• [TASK TO COMPLETE] Leave the pictures out and return every line below exactly.

[Opening INPUT DATA section]

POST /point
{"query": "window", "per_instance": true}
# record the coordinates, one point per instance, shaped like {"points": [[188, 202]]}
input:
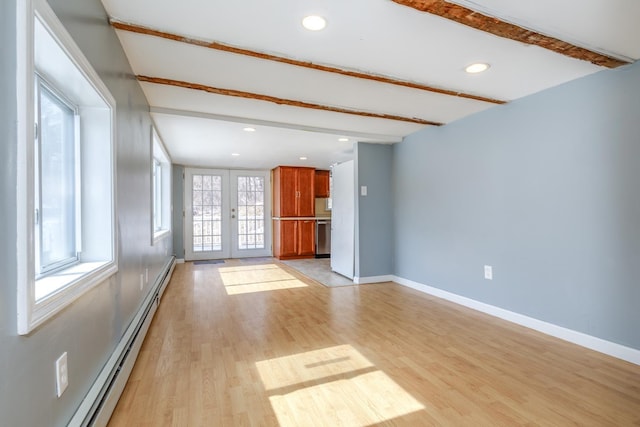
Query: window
{"points": [[55, 163], [66, 162], [160, 189]]}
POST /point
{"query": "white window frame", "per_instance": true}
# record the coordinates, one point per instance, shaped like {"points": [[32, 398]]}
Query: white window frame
{"points": [[95, 266], [160, 162]]}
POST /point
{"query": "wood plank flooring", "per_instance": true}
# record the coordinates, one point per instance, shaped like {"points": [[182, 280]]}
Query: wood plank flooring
{"points": [[239, 344]]}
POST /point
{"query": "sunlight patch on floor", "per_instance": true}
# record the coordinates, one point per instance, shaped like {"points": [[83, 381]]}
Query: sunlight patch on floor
{"points": [[257, 278], [332, 384]]}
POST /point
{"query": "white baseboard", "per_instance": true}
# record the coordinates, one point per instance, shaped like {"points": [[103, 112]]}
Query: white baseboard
{"points": [[373, 279], [612, 349]]}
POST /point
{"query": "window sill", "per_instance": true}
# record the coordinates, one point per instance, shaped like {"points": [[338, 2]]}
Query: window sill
{"points": [[159, 235], [56, 291], [52, 283]]}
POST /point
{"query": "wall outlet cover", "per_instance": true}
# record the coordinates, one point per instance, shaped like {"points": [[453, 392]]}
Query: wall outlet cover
{"points": [[488, 272], [62, 374]]}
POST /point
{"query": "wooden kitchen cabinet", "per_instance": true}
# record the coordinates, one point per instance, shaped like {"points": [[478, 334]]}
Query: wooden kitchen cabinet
{"points": [[321, 184], [294, 238], [293, 191]]}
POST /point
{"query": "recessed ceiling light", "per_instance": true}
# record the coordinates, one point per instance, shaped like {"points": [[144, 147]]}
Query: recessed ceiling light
{"points": [[314, 22], [478, 67]]}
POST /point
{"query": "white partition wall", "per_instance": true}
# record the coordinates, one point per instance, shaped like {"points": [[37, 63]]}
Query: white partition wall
{"points": [[343, 219]]}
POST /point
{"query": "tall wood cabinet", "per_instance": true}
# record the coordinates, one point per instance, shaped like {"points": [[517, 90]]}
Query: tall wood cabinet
{"points": [[293, 191], [293, 198]]}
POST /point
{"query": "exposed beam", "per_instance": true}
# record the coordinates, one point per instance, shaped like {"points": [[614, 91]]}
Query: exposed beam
{"points": [[361, 136], [500, 28], [282, 101], [326, 68]]}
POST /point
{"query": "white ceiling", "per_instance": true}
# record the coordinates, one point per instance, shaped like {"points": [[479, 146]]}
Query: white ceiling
{"points": [[376, 37]]}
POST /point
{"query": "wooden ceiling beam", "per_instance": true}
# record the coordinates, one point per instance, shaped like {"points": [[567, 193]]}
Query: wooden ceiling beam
{"points": [[282, 101], [261, 55], [504, 29]]}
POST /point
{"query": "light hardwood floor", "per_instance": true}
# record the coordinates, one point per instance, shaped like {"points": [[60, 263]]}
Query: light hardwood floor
{"points": [[238, 344]]}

[Closing INPUT DATA section]

• [TASK RESPONSE]
POST /point
{"query": "window", "per_instance": true}
# record the coordinates, one point per instance, shaped like {"points": [[188, 202]]}
input:
Query: window
{"points": [[55, 163], [66, 162], [160, 189]]}
POST /point
{"query": "white window frame", "per_instance": true}
# record the coordinates, one point per instance, shaped like {"points": [[32, 398]]}
Query: white window frame
{"points": [[95, 266], [160, 162]]}
POST /point
{"query": "wood plank flooring", "per_instance": true}
# record the coordinates, one point per instance, shaped like {"points": [[182, 280]]}
Query: wood plank flooring
{"points": [[239, 344]]}
POST /point
{"query": "sunlight patch on floor", "per_instance": true}
# record the coordinates, one point per instance, shaped like {"points": [[83, 381]]}
Query: sunlight patch on floor
{"points": [[257, 278], [332, 384]]}
POST /point
{"query": "white baseboard", "per_instance": true}
# record the coordinates, one point per instance, shaped like {"points": [[103, 112]]}
Query: white baseboard
{"points": [[373, 279], [612, 349]]}
POST /point
{"query": "window sill", "per_instance": true}
# record the coordinates, one point per instance, shaped like {"points": [[338, 2]]}
Query: window sill
{"points": [[159, 235], [56, 291], [52, 283]]}
POST /point
{"query": "wall outlet cover", "per_instance": true}
# record the coordinates, one point per instance, shaped like {"points": [[453, 392]]}
Query: wall outlet cover
{"points": [[488, 272], [62, 374]]}
POST /point
{"query": "wooden kitchen cabinet", "per_instance": true}
# record the coordinates, one point per instance, shaped like {"points": [[478, 334]]}
Query: wooden kitchen cabinet
{"points": [[321, 184], [294, 238], [293, 191]]}
POST /point
{"query": "recessed ceiling light", "per_instance": true}
# record the coordinates, one point per instance, shaped like {"points": [[144, 147]]}
Query: recessed ceiling light
{"points": [[314, 22], [478, 67]]}
POST /point
{"query": "white partition wall", "per_instance": true}
# record the coordinates, one point per instance, shaped like {"points": [[37, 63]]}
Query: white partition wall
{"points": [[343, 219]]}
POST /point
{"query": "tall wood cabinet", "per_instance": true}
# record the coordinates, one point per instance, shaped like {"points": [[517, 90]]}
Query: tall wood cabinet
{"points": [[293, 191], [293, 198]]}
POST /point
{"query": "exposed beam", "per_instance": true}
# record the coordinates, one point per instance, shaped like {"points": [[614, 91]]}
Query: exposed beam
{"points": [[361, 136], [500, 28], [282, 101], [326, 68]]}
POST /point
{"query": "white ceiling", "per_instance": true}
# record the coordinates, one point per instance, shaped like {"points": [[479, 146]]}
Query: white ceiling
{"points": [[376, 37]]}
POST /point
{"query": "wooden ceiling beam", "per_instance": true}
# record the coordinates, one point per instance, shaped like {"points": [[567, 193]]}
Query: wooden ceiling beam
{"points": [[282, 101], [261, 55], [504, 29]]}
POST /point
{"query": "light hardwood floor", "per_instance": true}
# record the coordinates, one point per instance, shaped like {"points": [[60, 263]]}
Query: light hardwood floor
{"points": [[238, 344]]}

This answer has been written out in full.